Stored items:
▼

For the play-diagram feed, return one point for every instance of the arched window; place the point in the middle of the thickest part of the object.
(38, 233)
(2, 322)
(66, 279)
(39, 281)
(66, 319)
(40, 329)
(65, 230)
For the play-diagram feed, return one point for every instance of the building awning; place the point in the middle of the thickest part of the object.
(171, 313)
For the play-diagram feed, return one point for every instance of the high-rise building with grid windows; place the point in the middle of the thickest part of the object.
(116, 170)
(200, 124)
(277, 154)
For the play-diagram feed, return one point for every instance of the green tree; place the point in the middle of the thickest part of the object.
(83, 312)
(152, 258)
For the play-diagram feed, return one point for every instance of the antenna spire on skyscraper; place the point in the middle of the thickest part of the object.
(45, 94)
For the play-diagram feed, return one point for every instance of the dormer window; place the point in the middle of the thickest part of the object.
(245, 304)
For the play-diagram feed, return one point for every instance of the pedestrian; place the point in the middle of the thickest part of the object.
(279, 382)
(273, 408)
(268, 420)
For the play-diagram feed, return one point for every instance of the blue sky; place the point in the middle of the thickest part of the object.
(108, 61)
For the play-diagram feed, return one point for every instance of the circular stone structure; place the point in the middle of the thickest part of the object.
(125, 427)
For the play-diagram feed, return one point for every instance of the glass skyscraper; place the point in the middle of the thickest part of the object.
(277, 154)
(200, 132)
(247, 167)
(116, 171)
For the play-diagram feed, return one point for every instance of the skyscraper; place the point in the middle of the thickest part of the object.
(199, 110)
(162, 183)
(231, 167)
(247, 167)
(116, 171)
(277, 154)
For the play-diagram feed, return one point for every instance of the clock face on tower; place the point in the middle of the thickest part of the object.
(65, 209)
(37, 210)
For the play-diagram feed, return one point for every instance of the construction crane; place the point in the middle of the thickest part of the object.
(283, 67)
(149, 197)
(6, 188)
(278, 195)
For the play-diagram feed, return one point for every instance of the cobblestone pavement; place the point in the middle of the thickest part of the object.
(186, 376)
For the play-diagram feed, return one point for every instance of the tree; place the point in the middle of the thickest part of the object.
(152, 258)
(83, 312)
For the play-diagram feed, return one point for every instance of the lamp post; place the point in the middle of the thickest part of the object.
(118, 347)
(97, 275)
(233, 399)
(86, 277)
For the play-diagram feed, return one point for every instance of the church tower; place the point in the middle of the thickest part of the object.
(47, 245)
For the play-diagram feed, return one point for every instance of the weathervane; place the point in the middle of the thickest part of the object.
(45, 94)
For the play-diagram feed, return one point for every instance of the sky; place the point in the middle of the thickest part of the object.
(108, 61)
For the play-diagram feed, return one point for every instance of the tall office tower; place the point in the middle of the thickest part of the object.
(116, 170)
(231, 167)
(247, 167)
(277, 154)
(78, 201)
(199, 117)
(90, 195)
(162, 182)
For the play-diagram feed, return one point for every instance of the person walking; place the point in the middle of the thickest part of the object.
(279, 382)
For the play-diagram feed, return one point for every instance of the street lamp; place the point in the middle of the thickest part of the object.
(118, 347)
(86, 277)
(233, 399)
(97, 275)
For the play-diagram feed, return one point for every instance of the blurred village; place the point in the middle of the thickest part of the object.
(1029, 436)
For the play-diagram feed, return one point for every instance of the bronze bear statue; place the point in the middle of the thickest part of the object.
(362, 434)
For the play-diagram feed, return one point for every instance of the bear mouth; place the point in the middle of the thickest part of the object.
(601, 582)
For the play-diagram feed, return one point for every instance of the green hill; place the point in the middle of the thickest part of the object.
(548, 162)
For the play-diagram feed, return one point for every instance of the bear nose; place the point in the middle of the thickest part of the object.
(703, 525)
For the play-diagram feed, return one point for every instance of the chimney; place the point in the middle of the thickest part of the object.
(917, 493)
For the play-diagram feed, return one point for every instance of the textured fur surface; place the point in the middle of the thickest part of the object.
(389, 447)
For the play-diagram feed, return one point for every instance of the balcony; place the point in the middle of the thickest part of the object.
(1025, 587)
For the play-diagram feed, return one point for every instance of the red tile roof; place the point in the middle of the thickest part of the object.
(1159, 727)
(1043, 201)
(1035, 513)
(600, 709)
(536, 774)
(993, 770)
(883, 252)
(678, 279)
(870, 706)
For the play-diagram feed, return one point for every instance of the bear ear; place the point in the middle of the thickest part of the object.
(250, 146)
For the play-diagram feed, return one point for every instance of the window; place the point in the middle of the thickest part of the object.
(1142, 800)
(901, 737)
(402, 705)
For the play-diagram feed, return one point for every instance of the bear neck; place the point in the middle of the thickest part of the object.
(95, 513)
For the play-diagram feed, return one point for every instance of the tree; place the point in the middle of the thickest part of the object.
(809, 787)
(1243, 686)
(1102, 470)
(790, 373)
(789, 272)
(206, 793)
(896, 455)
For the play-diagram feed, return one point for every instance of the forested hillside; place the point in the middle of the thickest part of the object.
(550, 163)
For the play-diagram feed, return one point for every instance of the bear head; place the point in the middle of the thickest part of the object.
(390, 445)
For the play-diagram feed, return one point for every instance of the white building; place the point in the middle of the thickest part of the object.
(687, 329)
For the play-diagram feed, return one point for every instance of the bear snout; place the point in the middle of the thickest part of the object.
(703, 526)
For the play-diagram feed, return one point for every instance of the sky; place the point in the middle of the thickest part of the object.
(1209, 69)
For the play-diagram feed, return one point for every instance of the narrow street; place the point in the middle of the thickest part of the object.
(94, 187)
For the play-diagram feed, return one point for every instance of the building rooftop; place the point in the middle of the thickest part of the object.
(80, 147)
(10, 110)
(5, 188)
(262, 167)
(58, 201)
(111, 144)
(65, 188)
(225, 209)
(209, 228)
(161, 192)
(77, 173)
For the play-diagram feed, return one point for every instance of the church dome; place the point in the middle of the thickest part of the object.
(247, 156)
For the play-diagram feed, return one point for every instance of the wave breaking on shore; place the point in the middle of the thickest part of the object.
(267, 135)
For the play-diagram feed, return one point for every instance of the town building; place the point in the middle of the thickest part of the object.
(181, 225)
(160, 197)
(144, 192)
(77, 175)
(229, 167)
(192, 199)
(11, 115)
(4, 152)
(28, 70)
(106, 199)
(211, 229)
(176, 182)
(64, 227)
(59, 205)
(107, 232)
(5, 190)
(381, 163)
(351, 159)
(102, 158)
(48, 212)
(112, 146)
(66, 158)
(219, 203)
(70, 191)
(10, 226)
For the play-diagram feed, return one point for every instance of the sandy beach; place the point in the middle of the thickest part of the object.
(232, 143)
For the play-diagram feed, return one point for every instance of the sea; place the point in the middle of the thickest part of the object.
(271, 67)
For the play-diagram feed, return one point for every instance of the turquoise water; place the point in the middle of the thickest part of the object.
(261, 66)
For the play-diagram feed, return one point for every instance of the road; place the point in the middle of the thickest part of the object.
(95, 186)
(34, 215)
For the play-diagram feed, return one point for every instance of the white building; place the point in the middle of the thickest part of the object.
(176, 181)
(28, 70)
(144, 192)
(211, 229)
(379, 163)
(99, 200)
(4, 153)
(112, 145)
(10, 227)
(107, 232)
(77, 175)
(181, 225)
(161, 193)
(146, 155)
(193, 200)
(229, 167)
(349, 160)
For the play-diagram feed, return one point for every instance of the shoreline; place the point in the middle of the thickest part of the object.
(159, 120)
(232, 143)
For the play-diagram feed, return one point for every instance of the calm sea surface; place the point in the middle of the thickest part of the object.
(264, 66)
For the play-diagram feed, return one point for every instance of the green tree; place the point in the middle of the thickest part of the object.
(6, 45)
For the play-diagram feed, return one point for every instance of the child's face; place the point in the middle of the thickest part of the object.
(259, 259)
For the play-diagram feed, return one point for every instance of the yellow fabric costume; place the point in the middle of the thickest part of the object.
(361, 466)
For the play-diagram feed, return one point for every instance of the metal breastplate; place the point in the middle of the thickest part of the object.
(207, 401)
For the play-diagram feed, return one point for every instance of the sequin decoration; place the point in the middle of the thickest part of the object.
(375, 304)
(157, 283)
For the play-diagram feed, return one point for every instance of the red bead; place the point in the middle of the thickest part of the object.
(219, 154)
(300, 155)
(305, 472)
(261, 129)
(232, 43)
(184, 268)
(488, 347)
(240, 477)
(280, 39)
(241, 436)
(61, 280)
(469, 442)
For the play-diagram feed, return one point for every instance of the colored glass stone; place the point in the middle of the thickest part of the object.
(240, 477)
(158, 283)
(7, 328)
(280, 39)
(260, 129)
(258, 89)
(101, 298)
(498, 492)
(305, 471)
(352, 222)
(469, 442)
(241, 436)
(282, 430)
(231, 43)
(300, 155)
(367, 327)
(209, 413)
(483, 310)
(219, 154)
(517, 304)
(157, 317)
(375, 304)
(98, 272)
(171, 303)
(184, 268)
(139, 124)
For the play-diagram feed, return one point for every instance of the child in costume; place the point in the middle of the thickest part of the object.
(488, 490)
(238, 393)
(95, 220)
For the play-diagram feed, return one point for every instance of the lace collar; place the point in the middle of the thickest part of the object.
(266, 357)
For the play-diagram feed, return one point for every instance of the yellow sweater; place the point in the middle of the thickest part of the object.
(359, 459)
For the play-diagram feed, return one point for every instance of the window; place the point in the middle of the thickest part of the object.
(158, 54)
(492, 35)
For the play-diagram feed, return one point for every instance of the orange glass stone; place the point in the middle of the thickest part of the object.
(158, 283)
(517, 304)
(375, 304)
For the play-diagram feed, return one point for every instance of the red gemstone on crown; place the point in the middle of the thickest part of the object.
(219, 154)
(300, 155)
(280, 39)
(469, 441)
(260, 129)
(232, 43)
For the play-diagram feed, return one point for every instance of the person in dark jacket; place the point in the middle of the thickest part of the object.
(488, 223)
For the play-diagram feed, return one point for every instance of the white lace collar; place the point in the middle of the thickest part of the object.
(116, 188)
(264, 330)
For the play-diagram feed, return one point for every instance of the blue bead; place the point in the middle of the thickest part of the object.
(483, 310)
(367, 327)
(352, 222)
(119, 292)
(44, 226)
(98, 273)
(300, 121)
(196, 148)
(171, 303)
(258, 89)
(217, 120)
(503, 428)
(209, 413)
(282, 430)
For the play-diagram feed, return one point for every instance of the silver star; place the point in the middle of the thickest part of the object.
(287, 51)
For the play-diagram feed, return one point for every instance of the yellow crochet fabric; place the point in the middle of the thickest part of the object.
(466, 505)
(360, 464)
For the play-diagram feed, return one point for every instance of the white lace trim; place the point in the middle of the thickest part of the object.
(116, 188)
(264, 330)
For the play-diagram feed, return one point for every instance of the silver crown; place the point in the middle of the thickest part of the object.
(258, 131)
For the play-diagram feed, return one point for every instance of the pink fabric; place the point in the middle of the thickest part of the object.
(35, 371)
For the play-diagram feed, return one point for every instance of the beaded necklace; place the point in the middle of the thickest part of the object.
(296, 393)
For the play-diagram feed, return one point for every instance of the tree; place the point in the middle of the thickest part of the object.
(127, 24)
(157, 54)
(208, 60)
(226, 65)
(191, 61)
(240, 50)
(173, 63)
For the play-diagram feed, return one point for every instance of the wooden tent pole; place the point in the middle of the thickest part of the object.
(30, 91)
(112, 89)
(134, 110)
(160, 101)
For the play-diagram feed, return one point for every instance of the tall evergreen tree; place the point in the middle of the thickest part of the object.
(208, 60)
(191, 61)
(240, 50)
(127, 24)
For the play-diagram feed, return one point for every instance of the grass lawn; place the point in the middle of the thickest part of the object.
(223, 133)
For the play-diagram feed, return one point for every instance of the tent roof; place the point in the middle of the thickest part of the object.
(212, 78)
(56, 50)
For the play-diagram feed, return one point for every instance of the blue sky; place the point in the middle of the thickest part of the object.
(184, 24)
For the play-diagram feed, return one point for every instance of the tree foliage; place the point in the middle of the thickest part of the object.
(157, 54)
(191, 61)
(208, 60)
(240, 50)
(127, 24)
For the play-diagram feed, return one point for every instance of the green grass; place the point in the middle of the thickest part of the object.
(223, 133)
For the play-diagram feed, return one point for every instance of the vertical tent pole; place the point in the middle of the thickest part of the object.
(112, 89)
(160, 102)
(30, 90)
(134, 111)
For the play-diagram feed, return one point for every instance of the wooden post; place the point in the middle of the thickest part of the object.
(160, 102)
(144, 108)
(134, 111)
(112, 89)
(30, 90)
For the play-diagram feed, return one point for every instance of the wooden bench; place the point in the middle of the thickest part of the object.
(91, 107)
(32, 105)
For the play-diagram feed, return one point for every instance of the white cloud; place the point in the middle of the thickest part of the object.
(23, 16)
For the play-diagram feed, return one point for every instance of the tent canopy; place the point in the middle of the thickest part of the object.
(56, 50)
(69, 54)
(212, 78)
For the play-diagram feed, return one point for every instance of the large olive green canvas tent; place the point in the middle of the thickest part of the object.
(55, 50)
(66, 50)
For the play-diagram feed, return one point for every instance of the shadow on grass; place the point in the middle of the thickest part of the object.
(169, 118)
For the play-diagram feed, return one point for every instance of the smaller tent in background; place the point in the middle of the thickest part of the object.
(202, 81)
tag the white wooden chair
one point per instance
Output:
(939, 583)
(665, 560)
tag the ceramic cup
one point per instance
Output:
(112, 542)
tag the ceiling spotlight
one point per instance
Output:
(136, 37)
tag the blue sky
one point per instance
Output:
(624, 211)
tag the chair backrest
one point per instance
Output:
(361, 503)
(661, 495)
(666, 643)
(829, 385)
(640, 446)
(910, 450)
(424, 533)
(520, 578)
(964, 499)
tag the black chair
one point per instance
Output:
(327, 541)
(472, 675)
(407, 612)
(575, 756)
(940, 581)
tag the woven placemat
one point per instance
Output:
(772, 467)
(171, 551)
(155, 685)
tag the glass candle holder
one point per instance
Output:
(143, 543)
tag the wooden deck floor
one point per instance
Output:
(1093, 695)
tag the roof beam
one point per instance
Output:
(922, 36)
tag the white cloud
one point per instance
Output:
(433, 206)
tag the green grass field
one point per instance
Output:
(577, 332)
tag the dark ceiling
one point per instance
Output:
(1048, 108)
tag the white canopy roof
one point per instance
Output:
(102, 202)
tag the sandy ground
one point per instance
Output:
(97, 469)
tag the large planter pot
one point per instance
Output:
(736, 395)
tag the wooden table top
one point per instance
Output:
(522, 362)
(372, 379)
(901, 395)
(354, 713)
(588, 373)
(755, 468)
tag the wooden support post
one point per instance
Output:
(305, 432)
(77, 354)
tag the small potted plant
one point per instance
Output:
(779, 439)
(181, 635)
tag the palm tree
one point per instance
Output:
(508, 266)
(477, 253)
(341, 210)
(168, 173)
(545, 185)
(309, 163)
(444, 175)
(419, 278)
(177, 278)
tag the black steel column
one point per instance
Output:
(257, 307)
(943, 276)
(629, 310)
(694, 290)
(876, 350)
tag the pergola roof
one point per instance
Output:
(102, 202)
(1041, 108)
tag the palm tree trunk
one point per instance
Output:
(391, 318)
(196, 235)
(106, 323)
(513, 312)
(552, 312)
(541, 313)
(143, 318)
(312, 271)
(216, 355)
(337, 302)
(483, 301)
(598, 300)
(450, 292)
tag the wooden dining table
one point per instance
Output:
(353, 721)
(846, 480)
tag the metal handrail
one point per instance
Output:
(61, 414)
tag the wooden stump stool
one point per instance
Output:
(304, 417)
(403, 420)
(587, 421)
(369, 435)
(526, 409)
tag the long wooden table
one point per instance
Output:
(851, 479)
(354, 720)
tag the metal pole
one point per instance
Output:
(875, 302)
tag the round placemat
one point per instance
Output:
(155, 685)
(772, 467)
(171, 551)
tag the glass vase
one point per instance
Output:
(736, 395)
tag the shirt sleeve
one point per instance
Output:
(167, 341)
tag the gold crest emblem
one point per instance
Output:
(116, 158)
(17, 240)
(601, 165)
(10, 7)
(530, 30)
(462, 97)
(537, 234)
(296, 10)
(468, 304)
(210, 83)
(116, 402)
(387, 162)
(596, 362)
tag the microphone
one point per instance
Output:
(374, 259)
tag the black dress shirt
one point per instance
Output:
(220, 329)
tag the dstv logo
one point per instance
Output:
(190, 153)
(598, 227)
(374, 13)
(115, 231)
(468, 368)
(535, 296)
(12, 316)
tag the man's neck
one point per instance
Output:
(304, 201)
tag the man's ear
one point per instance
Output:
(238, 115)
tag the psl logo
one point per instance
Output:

▲

### Exercise
The result should be every line that contains "chair", copied from the entries.

### Reply to the exercise
tag the white wooden chair
tag the chair backrest
tag the black chair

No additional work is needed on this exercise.